(Beginning of DATASET EXCERPTS)

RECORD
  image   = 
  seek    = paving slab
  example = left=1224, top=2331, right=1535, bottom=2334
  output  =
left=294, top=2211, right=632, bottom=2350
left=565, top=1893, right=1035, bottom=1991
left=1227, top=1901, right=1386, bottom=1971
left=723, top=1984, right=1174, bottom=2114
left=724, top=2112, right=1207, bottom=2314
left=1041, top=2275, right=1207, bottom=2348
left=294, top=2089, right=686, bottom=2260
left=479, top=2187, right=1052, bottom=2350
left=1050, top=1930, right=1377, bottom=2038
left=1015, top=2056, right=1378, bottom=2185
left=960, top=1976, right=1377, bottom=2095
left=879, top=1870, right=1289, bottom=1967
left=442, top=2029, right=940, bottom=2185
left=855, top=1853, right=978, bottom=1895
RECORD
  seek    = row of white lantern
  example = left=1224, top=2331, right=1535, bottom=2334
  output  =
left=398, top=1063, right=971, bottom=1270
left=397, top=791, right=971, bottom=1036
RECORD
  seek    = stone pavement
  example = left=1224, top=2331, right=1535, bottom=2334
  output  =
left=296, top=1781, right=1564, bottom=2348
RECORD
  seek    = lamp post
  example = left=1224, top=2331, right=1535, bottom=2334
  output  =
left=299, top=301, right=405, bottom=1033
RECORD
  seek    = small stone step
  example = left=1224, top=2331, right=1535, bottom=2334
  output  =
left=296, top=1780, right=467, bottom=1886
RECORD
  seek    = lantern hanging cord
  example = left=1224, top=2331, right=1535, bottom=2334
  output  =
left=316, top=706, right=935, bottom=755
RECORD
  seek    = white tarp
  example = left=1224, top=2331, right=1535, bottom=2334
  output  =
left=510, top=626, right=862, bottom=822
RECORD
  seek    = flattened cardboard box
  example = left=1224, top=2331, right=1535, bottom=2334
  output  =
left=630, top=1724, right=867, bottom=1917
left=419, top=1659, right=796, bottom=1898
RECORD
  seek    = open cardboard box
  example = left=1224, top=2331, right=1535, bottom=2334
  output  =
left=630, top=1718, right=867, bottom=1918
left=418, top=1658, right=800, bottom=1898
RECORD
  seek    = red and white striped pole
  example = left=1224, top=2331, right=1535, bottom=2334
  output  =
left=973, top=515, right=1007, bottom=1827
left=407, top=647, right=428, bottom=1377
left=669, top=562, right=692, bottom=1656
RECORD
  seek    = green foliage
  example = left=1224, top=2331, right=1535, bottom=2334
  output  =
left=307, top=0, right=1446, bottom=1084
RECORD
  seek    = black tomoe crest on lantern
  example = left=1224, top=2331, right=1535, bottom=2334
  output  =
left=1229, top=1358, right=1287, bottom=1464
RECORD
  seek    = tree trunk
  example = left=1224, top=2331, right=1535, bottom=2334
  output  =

(End of DATASET EXCERPTS)

◆ PROBLEM DETAILS:
The answer should be the entries, given again without a single difference.

◆ REPLY:
RECORD
  image   = 
  seek    = paving slab
  example = left=1224, top=2331, right=1535, bottom=2334
  output  =
left=294, top=2211, right=632, bottom=2350
left=565, top=1893, right=1035, bottom=1991
left=1227, top=1901, right=1386, bottom=1971
left=723, top=1984, right=1174, bottom=2114
left=724, top=2112, right=1207, bottom=2314
left=1041, top=2275, right=1207, bottom=2348
left=294, top=2089, right=686, bottom=2260
left=479, top=2187, right=1052, bottom=2350
left=1050, top=1930, right=1377, bottom=2038
left=1015, top=2056, right=1378, bottom=2185
left=960, top=1976, right=1377, bottom=2095
left=879, top=1870, right=1289, bottom=1967
left=442, top=2029, right=940, bottom=2185
left=855, top=1853, right=978, bottom=1895
RECORD
  seek    = row of white lantern
  example = left=1224, top=2331, right=1535, bottom=2334
  output  =
left=398, top=1063, right=971, bottom=1270
left=397, top=791, right=971, bottom=1036
RECORD
  seek    = stone pavement
  example = left=1224, top=2331, right=1535, bottom=2334
  output  =
left=296, top=1781, right=1564, bottom=2348
RECORD
  seek    = lamp post
  example = left=1224, top=2331, right=1535, bottom=2334
  output  =
left=299, top=301, right=405, bottom=1033
RECORD
  seek    = small stone step
  example = left=1224, top=2331, right=1535, bottom=2334
  output  =
left=296, top=1780, right=467, bottom=1886
RECORD
  seek    = lantern hanging cord
  example = left=1224, top=2331, right=1535, bottom=2334
  output  =
left=316, top=706, right=935, bottom=755
RECORD
  seek    = white tarp
  example = left=1224, top=2331, right=1535, bottom=2334
  output  =
left=510, top=626, right=862, bottom=822
RECORD
  seek    = flattened cardboard box
  example = left=1224, top=2331, right=1535, bottom=2334
  output  =
left=630, top=1724, right=867, bottom=1917
left=419, top=1659, right=796, bottom=1898
RECORD
  seek    = open cardboard box
  example = left=1224, top=2331, right=1535, bottom=2334
  output  =
left=630, top=1718, right=867, bottom=1918
left=418, top=1658, right=800, bottom=1898
RECORD
  seek    = red and white striped pole
  example = left=1224, top=2331, right=1535, bottom=2334
  output  =
left=973, top=515, right=1007, bottom=1827
left=407, top=647, right=428, bottom=1377
left=669, top=562, right=692, bottom=1656
RECORD
  seek    = green foliage
  example = left=1224, top=2331, right=1535, bottom=2334
  output  =
left=307, top=0, right=1446, bottom=1084
RECORD
  seek    = black tomoe crest on lantern
  example = left=1224, top=2331, right=1535, bottom=2334
  output  =
left=1229, top=1358, right=1287, bottom=1464
RECORD
  seek    = tree trunk
  example = left=1224, top=2331, right=1535, bottom=2334
  output  =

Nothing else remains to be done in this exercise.